**STATED GOAL 1**:
In the entries below, change "outstretched arm" to "extended arm" and give those lines again, with everything else left as it is.

**EXCERPTED PASSAGE**:
László Botos
This surprising work, which heralds a new era, is worthy of praise because it states that the language of the Etruscans, the founders of Rome, on which the whole civilization of Europe was built, was the language of a Magyar-speaking people. In spite of the outstanding nature of Dr. Mario Alinei’s book: Etrusco: una forma arcaica de Ungherese (Ősi Kapocs) (Ancient Bond), as a pioneer work, it requires some corrections. We believe that Dr. Alinei, an open-minded scholar who truly researches the truth, when he was writing his book did not know the information we are about to offer him. We hope that, after it has been brought to his attention, he will write an addendum to correct the omissions from the original work.
In his book, we read that, after the Baden age, between 3000 and 2000 BC, the tribes coming from the south with the knowledge of mining, smelting, and metal-working, went toward the west as a well-armed equestrian people, and as Etruscans, occupied a part of the present land of Italy. All this is very questionable.
The UNESCO publication in 1963, Prehistory and the Beginnings of Civilization by Sir Leonard Woolley and Jacquetta Hawkes, points out two centers of civilization, which supposedly predated the Körös Culture of the Carpathian Basin. According to the view of Dr. Etelka Toronyi, the Natufian Culture could not have predated the Körös Culture, as the aforementioned book states, because it cannot be regarded as an independent cultural center. In the Natufian Culture there cannot be found any trace of the remains of the most primitive settlements, only the tools of a simple agricultural people. The writers of the UNESCO publication date this culture to 8000 BC, which is in the Neolithic Age. The culture of the Carpathian Basin dates back to the Paleolithic Age, 25-30,000 years ago. They demonstrate with tables that the Jermo or Jericho culture also predates the Körös culture. Etelka Toronyi writes that this is mistaken[1] because the art of ceramics, which separates the Neolithic from the Paleolithic era, is not present in the lowest level of Jermo, which is supposedly older than the Körös Culture. Ceramics are the measure of a cultural standard. The ceramics excavated in the city found on the second cultural level of Jermo or Jericho may be the same age as those of the Körös or Erösd cultures but they are more primitive than those of Körös or Erösd; the walls of the clay pots found in Jermo II. are thick, formed by hand and the glazing is of poor quality. The ceramics found in Kökénydomb in the territory of Körös and those found near the Iron Gate were turned on a wheel and had decorations in relief.

**DATA ROWS**:
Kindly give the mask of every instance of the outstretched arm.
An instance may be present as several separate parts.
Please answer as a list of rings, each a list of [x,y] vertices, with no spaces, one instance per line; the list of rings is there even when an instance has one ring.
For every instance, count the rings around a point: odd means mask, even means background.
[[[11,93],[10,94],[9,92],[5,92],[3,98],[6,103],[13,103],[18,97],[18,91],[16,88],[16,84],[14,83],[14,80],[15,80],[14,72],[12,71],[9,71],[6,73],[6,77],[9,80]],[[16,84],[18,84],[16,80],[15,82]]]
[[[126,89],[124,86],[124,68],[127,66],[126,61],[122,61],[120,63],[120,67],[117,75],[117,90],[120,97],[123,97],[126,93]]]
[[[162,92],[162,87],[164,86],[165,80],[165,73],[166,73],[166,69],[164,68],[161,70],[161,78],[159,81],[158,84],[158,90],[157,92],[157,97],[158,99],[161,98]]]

**STATED GOAL 2**:
Please transcribe the passage on the Etruscans above, starting with "László Botos" and going on through "the original work.".

**WRITTEN RESPONSE 1**:
Kindly give the mask of every instance of the extended arm.
An instance may be present as several separate parts.
Please answer as a list of rings, each a list of [x,y] vertices, with no spaces, one instance per line; the list of rings is there even when an instance has one ring.
For every instance, count the rings around a point: odd means mask, even means background.
[[[11,93],[10,94],[9,92],[5,92],[3,98],[6,103],[13,103],[18,97],[18,91],[16,88],[16,84],[14,83],[14,80],[15,80],[14,72],[12,71],[9,71],[6,73],[6,77],[9,80]],[[16,84],[18,84],[16,80],[15,82]]]
[[[126,89],[124,86],[124,68],[127,66],[126,61],[122,61],[120,63],[120,67],[117,75],[117,90],[120,97],[123,97],[126,93]]]
[[[162,92],[162,87],[164,86],[165,80],[165,73],[166,73],[166,69],[164,68],[161,70],[161,78],[159,81],[158,84],[158,90],[157,92],[157,97],[158,99],[161,98]]]

**WRITTEN RESPONSE 2**:
László Botos
This surprising work, which heralds a new era, is worthy of praise because it states that the language of the Etruscans, the founders of Rome, on which the whole civilization of Europe was built, was the language of a Magyar-speaking people. In spite of the outstanding nature of Dr. Mario Alinei’s book: Etrusco: una forma arcaica de Ungherese (Ősi Kapocs) (Ancient Bond), as a pioneer work, it requires some corrections. We believe that Dr. Alinei, an open-minded scholar who truly researches the truth, when he was writing his book did not know the information we are about to offer him. We hope that, after it has been brought to his attention, he will write an addendum to correct the omissions from the original work.